Reproduce verbatim the run of items below that starts at the line containing "like [[461, 52]]." and ends at the line containing "[[161, 84]]", including both of those lines.

* * * * *

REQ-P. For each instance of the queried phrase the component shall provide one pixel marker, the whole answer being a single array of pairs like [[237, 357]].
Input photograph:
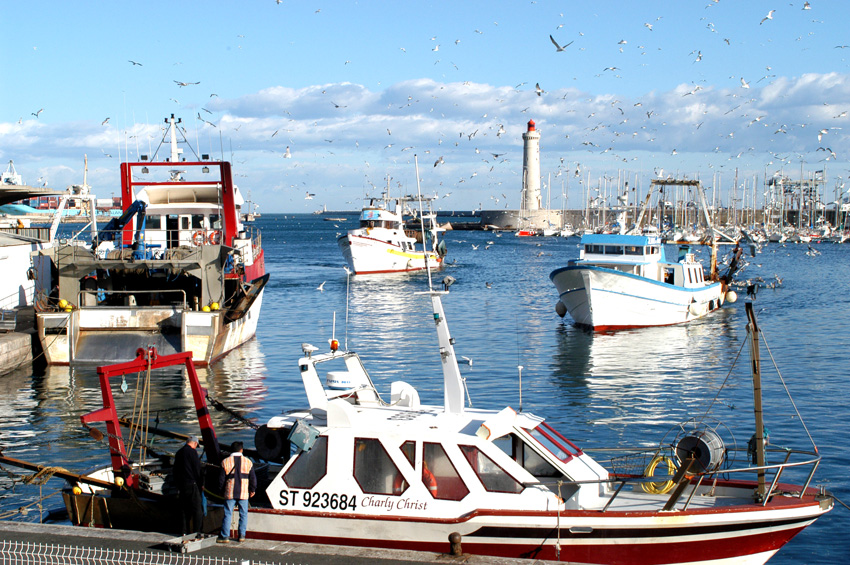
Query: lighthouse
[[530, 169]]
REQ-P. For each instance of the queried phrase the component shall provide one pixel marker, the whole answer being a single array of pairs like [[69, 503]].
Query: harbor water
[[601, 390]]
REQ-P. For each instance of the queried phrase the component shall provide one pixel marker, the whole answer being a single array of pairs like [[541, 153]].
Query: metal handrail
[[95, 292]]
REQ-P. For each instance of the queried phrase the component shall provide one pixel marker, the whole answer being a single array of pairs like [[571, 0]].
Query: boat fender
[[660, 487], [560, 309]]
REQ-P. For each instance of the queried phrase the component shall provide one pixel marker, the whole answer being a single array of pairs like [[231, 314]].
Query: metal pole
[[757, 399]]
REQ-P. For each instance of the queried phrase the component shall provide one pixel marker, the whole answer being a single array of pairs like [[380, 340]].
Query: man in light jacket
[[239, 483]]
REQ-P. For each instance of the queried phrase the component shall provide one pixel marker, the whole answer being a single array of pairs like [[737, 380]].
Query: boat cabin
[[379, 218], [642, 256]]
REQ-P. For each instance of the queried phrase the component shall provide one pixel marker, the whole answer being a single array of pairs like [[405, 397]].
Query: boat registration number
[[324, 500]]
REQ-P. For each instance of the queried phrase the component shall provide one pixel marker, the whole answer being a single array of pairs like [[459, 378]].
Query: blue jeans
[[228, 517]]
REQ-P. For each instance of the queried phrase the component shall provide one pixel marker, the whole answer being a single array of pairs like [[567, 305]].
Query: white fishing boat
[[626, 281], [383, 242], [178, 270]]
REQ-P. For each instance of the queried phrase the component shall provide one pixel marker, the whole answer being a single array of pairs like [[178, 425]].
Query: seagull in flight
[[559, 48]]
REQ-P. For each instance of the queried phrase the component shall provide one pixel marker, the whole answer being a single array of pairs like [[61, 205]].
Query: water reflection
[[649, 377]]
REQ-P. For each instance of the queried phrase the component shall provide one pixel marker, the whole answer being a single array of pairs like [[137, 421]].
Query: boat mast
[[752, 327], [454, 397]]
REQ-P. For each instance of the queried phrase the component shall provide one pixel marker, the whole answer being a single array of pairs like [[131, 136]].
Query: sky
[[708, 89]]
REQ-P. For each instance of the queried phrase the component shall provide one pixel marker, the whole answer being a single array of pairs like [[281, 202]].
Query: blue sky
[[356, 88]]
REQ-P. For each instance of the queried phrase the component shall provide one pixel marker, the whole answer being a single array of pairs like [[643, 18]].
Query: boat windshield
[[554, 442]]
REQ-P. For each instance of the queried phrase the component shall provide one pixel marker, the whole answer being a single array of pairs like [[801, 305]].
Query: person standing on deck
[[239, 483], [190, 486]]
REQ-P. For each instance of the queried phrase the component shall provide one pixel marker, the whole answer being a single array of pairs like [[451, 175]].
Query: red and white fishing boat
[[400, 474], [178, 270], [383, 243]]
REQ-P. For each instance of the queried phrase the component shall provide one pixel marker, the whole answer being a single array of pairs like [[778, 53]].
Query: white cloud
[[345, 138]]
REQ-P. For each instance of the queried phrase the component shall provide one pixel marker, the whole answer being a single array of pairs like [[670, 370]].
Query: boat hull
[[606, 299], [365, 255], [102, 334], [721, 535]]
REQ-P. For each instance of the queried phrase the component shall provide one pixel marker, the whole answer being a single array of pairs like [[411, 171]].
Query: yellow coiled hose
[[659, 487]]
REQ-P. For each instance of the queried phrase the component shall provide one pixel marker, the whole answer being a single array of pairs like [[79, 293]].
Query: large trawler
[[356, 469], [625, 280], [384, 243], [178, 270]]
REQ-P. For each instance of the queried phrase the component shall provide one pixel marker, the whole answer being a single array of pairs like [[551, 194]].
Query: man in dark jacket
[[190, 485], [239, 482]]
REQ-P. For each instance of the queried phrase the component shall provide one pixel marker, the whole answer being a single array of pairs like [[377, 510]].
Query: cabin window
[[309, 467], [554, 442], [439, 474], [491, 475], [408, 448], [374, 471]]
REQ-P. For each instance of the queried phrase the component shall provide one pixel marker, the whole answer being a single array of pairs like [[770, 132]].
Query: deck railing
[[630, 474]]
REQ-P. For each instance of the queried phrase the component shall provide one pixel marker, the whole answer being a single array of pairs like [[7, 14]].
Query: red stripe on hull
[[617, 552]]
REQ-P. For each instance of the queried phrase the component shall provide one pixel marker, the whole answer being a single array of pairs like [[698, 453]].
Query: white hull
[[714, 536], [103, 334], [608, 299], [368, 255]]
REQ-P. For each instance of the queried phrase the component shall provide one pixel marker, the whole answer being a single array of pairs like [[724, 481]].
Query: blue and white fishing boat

* * * * *

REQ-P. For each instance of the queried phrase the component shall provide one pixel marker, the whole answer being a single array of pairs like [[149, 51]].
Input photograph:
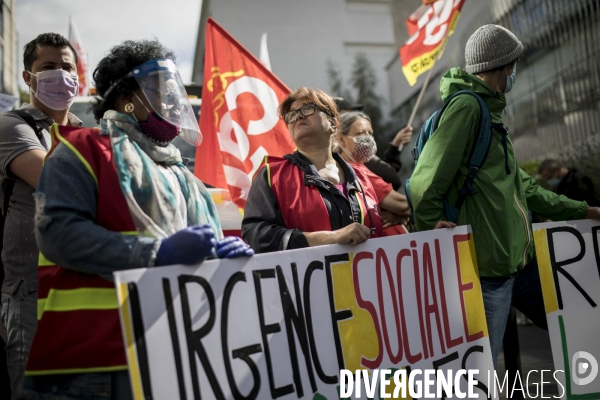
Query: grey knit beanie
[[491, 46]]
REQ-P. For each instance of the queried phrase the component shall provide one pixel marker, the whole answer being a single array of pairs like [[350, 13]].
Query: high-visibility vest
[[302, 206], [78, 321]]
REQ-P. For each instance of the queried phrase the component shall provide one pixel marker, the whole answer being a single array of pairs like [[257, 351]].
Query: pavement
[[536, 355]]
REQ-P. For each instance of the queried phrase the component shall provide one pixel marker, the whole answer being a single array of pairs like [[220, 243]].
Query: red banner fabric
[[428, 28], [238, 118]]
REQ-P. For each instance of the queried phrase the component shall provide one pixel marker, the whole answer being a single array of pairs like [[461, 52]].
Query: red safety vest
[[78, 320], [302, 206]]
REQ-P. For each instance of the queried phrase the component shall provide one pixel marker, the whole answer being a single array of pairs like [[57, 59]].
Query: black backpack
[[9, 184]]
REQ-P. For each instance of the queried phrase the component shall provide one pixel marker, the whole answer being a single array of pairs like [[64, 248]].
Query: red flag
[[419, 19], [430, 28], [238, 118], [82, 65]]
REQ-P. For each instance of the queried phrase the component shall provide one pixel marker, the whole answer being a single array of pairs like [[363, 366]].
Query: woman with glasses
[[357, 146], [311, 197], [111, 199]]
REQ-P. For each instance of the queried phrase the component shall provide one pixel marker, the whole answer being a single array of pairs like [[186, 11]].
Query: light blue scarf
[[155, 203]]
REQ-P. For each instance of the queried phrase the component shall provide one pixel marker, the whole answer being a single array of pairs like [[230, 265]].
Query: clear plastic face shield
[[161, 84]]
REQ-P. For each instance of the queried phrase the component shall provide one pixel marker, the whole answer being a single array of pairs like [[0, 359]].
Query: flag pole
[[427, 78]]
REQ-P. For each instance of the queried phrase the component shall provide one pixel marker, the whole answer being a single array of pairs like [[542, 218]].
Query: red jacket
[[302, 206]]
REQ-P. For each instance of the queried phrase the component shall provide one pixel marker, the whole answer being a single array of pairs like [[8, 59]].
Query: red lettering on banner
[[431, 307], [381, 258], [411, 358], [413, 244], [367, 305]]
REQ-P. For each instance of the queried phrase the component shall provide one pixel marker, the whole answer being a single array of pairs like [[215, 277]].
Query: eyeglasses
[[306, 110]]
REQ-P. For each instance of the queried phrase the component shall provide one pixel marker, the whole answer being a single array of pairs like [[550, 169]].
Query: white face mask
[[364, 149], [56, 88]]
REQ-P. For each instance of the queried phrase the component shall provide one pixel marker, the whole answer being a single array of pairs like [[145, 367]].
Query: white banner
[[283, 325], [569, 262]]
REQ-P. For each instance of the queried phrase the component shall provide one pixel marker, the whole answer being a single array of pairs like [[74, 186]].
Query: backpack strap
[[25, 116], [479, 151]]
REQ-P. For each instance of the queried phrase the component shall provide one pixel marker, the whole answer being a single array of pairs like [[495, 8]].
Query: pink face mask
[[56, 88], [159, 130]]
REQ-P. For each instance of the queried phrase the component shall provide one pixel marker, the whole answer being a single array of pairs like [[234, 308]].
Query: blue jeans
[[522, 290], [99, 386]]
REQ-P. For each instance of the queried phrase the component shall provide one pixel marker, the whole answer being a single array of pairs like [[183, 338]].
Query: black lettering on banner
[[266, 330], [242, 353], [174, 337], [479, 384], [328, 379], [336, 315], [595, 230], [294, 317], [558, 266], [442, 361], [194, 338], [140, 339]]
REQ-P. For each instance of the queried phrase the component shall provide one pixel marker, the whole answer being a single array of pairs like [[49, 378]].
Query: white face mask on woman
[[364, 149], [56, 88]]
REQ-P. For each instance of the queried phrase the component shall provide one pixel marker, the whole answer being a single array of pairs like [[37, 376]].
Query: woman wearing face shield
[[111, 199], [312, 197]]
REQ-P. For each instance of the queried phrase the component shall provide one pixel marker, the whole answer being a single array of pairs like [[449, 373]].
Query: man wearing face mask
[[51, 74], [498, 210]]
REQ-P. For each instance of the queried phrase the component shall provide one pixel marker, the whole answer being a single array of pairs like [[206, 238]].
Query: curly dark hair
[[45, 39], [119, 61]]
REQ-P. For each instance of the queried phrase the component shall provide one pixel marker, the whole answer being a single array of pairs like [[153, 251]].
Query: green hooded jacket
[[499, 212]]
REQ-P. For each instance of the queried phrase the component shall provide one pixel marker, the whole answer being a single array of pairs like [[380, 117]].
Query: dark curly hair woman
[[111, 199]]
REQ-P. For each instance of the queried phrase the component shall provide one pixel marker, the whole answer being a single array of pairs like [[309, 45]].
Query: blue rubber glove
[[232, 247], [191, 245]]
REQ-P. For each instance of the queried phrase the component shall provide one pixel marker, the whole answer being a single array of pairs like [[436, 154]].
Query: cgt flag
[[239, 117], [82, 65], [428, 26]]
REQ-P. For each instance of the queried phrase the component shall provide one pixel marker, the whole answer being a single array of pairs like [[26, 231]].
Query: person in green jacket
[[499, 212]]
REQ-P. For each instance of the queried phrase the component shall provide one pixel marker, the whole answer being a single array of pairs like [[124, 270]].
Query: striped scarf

* * * * *

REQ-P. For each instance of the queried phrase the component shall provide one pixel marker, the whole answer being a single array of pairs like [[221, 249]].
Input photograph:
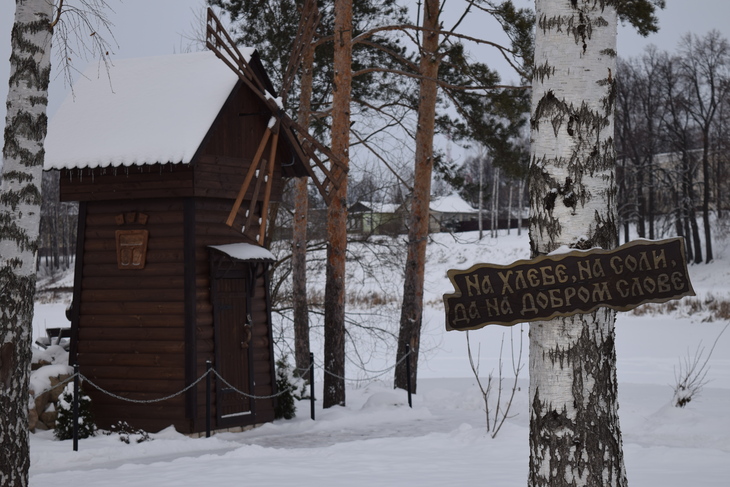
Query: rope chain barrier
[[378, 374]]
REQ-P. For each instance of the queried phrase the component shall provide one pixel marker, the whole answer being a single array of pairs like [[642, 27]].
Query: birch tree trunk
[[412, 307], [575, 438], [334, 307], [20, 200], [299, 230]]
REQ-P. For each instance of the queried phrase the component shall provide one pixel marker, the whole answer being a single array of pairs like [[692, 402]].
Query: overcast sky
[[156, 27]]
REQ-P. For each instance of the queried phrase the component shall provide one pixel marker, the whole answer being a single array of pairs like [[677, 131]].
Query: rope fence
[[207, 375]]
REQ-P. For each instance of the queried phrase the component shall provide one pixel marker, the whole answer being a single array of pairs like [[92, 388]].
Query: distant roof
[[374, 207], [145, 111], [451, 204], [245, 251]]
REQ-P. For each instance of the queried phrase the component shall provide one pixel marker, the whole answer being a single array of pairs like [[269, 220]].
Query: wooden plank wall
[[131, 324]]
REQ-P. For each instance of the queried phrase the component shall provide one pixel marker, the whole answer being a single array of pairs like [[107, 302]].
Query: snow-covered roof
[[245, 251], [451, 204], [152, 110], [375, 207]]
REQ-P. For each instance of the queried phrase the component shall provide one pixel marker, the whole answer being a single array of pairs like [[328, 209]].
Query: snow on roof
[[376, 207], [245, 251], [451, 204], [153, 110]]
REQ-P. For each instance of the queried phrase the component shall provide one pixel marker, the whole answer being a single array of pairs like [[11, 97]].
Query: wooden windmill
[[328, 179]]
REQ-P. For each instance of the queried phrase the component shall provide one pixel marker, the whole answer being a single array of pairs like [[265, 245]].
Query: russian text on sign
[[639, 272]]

* * * * *

**Exercise output:**
REQ-P. For each instance of the queried phrase the component shall provide one pixel marker, the whole answer being a single array of pairs like [[461, 52]].
Query: red safety vest
[[78, 320], [302, 206]]
REQ-P. For each instance of the queried phrase the component shall provide one pixel marker, the whole answer being a single array of pairs like [[57, 59]].
Query: black backpack
[[9, 184]]
REQ-P. For each instance of the queried phrase the component shall provide one pixel marker, the whole answer being a single array of pairs like [[64, 248]].
Query: red flag
[[419, 19], [430, 28], [238, 118], [82, 65]]
REQ-P. For each instance of the queried phrase the component shall provide one pixel marker, the whole answer being a single array of pairs like [[363, 366]].
Query: woman with glasses
[[357, 146], [311, 197], [111, 199]]
REQ-P. For each instance of the queried phrase the component shall provide one pixel marker, the whole answer being a single array of pairs like [[186, 11]].
Query: light blue scarf
[[155, 203]]
REQ-P. For each instance of the queried phrase the component shall provide one pixel marker, the whole answer being a single array of pairs like [[230, 265]].
Query: clear plastic face shield
[[161, 84]]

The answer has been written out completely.